◆ Work to be completed:
Produce a verbatim copy of the records, and keep the images out of it.

◆ Data shown:

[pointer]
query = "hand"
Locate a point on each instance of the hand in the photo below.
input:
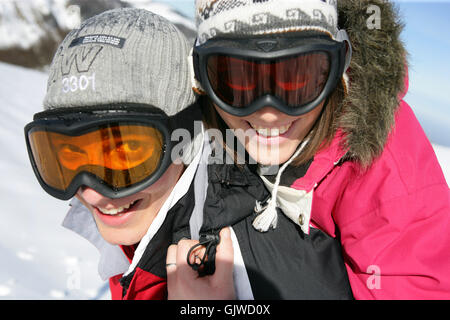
(183, 283)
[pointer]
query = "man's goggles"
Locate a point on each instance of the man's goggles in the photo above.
(116, 152)
(293, 73)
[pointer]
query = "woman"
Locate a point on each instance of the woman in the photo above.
(357, 170)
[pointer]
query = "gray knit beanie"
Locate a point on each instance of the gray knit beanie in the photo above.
(254, 17)
(122, 56)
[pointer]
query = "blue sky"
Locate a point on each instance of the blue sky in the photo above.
(427, 39)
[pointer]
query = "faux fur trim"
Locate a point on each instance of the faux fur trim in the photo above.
(377, 72)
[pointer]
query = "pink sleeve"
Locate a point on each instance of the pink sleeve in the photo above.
(401, 250)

◆ Reply:
[pointer]
query = "hand"
Locate a point on each instance of the hand in the photo below.
input:
(183, 283)
[pointer]
query = "man's goggles"
Locate a point on each instance of the man's goggles in the photo above.
(116, 152)
(293, 73)
[pointer]
query = "woman"
Locate a point on each instance of the woman in the photo above.
(357, 170)
[pointer]
query = "gray knit beanie"
Locate a point on each instance of the gray knit beanie in the photo above.
(254, 17)
(122, 56)
[pointer]
query = "blue sky"
Locate a point on each instance of the blue sky in the photo above.
(427, 39)
[pointer]
query = "faux fur trim"
Locate a point on each instance of the faux fur trim in the photo above.
(377, 72)
[pointer]
query = "pink sleeve"
Locate a point on each instance of the pink sleeve in the photo above.
(401, 250)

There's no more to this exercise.